**Information shown:**
★ ★ ★ ★ ★
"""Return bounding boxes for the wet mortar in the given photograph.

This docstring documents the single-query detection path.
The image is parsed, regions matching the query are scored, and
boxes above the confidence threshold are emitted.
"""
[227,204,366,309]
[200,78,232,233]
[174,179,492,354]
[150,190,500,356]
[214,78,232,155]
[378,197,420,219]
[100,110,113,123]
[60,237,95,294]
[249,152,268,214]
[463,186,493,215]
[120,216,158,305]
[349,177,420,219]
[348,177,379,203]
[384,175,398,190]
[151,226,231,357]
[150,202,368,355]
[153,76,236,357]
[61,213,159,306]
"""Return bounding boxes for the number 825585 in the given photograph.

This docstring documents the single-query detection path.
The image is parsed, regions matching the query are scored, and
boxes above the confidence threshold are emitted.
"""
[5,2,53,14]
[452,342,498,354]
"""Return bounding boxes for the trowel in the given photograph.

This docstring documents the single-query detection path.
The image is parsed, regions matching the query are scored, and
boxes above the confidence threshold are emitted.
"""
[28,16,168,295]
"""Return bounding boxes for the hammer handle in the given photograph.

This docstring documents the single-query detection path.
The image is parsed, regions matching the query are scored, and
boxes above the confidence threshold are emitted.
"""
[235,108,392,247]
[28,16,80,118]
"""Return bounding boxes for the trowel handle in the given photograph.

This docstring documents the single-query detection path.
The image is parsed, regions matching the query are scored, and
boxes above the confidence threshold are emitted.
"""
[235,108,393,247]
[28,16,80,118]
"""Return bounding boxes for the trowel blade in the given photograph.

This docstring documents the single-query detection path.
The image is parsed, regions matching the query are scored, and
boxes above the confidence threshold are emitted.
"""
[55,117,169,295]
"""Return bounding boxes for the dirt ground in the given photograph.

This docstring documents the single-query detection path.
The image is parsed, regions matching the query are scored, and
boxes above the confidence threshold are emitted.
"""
★ ★ ★ ★ ★
**Task to carry out:** Your task is to quote all of the data word for word.

**Expected answer:**
"""Return bounding boxes for the wet mortar in the given photograph.

This docstring documents the single-query detection path.
The image is parsed, regions matching the query are scored, and
boxes above the confidence threshold are emitted.
"""
[227,204,366,309]
[200,78,232,233]
[174,179,492,354]
[150,190,500,356]
[214,78,232,155]
[378,197,420,219]
[100,110,113,123]
[60,237,95,294]
[249,152,268,214]
[463,186,493,215]
[120,216,158,305]
[349,177,420,219]
[348,177,379,203]
[384,175,398,190]
[151,226,231,357]
[150,202,368,355]
[153,76,236,357]
[61,213,159,306]
"""Return bounding boxes for the number 825585 in the given photograph.

This docstring documents the single-query detection path.
The image is parsed, regions matching the query are scored, and
boxes above the confidence threshold are emitted.
"""
[5,2,53,14]
[452,342,498,354]
"""Return bounding boxes for the trowel in the given photograph.

This docstring documents the single-query detection path.
The image is parsed, regions matching the query are scored, and
boxes above the confidence threshold are emitted.
"""
[28,16,168,295]
"""Return bounding boxes for the hammer handle in the given photograph.

This docstring documents the single-query detection path.
The image is parsed, regions matching the query are scored, and
boxes above the confidence threshold are emitted.
"""
[235,108,392,247]
[28,16,80,118]
"""Return bounding boxes for the trowel handle in the given photograph.

This docstring documents the single-query detection path.
The image is parsed, regions matching the query are scored, and
boxes above the confidence threshold are emitted.
"""
[235,108,393,247]
[28,16,80,118]
"""Return bounding boxes for the trowel blade in the given photograph.

This docstring documents the single-query detection path.
The image is parsed, regions matching the query are scored, and
boxes above the confidence threshold are emitted.
"""
[55,117,169,295]
"""Return bounding boxes for the dirt ground in the given photograph.

This docstring documents the single-query detection path.
The image is parsed, regions matching the query are scored, and
boxes above the confidence threshold are emitted.
"""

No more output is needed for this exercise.